Text shown:
Interviewer: So when you create a brand there are two sides to it, right. One is the left brain process is driven technology driven side which you talked about. The other is the the softer the marketing driven and the perception driven piece. How are you handling both these. You spoke about what you are doing in terms of processes but in terms of branding in terms of marketing in terms of outreach, how is this working.

So I think when you go and eat in a particular outlet it’s obviously the what brand it is and there is an emotional side to it and then of course there is the food side. I think most people, you have to have the food correct for anybody to come back to you. If you don’t have the food correct nothing emotional is gonna help you. Like today if you look at it you know we go to different dhabas because of the fact that the food is the same quality, the same consistency. So we have to do the same. So we in at least in our quick service restaurants, we have a niche base. Everything is cooked in a particular place and then sent it out to different QSRs. So the consistency and the quality remains the same. So the person at the outlet works like a McDonalds person. So you know if suppose a kathi kabab roll is what you made, the the bread is half baked here so they bake it to a full extent. The chicken tikkas are packed in a certain manner and at you know and so many kgs has to be put and places them there. So many rounds of you know mint sauce has to go and so much onion has to go and then how to roll it. So those processes we teach and that’s all he needs to do. So he doesn’t need to be a chef at the outlet. But of course the higher end, like Punjab Grill or Zambar is a chef based. But our recipes are fully recorded and its fed into our ERP like I was saying. So you know all your food cost and all our all monitors through that and the up to the our purchasing downstairs here. You know if someone chicken one butter chicken that goes out of Punjab Grill it knows what to order from back end and what to be replenished for the next month or whatever its case might be.

Interviewer: You have seen the evolution of the entire food retail space, Amit. What are the learnings and what are the trends that you see over there.

See what I see is that people now want a lot more choices. Gone are the days where you know a plain Indian or plain Chinese or plain Italian is going to work. People are looking for different things, quirky things, be it healthy options, be it juices or or salad. People are willing to experiment. People are going out more. So we have to keep up with that the consumer is more younger so they are looking for bargains. They are looking for also more places to go and hang out. So food and drinks have to be very very casual, as compared to the normal heavy you know, Rogan josh and roti. So you know we also you know developing those kind of concepts where it’s not very heavy on the stomach. They are more wanting to hang out, have a small snack, have a drink, chat with people. So those are the trends which I am seeing. People are looking at like the Parsi cuisine or a Bengali cuisine. They are willing to try Korean. They are willing to you know try all these kind of different things because they are going out more and they are you know bored of going to the you know kind of same places again. They want to try all new things.

Interviewer: So how is technology changing a lot of this. Also because the the most exciting thing around the start up community seems to be the whole app thing, right, of being able to order on the go etc. How do you see technology changing the way food retail is done as a business.

Activity: Carry on the restaurant interview from its last question, adding the next part of the conversation. The material placed after the interview has no role in this.

Supplied material:
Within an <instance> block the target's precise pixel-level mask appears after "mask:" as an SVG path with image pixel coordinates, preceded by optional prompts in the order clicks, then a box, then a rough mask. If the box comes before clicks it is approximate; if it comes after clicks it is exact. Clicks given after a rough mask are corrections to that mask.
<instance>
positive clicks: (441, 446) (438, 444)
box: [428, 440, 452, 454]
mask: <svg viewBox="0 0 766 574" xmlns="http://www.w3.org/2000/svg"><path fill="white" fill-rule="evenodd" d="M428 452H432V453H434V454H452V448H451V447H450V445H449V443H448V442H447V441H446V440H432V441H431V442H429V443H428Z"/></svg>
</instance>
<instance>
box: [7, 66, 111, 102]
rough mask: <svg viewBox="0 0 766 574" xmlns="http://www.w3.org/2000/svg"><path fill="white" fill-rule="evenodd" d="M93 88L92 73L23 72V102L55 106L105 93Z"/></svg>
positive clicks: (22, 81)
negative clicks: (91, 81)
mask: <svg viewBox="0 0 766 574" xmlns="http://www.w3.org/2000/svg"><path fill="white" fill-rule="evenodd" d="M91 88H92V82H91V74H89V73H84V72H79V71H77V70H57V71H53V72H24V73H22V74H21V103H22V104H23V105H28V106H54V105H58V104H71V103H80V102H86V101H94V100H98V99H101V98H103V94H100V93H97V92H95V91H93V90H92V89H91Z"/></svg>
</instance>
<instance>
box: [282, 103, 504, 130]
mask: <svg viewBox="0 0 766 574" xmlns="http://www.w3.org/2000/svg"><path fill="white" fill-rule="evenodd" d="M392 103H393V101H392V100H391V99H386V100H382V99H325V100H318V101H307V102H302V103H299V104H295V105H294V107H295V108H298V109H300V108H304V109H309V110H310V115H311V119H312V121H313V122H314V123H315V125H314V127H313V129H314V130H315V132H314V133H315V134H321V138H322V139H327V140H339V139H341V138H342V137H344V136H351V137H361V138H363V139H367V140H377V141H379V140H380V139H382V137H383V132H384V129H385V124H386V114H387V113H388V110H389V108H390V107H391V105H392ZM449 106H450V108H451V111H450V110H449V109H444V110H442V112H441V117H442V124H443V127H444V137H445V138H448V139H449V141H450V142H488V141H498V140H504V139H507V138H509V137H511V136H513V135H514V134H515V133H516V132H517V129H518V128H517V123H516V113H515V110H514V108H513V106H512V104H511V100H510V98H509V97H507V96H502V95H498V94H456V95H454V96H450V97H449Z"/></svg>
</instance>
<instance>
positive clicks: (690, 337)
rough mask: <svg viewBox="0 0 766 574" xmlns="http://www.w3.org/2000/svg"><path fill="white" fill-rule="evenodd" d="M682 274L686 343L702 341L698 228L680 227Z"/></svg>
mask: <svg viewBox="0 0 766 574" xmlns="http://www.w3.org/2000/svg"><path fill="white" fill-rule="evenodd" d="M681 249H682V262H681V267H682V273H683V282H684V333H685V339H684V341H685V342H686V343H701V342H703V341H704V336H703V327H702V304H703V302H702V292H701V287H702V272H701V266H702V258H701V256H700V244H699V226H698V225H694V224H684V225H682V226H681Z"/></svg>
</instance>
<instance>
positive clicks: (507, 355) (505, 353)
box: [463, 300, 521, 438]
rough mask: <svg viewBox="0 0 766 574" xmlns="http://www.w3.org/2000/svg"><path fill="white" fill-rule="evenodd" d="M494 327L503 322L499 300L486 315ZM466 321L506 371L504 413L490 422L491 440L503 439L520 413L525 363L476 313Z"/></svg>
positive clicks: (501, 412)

Task output:
See I think where technology is paying a playing a role in at least our industry is you know how to make it convenient for a customer. A customer does not have time or they want everything, everything has to be instant gratification for you know now kids. So what is happening is that you know is that all Zomatos or Food Panda, everybody today, before they go to any restaurant reads about it, reads the best dishes, reads the remarks and then goes to a restaurant and a lot of times they don’t go if the review is bad. So technology there is playing a lot for making a choice of where they are going. Secondly on the food delivery side. Today our food delivery in my my company is hardly two to three percent of my top line. I feel we can go up to fifteen twenty percent, because the the point is you know we have so much assets which we have invested into and if you have to really bleed the asset and this food delivery can really make it do that and people want food at any point of time and it’s not only lunch and dinner. So from that point of view technology plays a big role, because there are you know websites you just go and you have every menu and so on and you know on that and all you have to do is deliver from our different outlets or commissary whatever the case might be. So that’s how technology is playing in in our industry.

Interviewer: In a day you are touching so many people, are you also looking at data analytics and data mining to understand trends to see what are the fast moving products and and work your menu according to that and what what role does data play in that then.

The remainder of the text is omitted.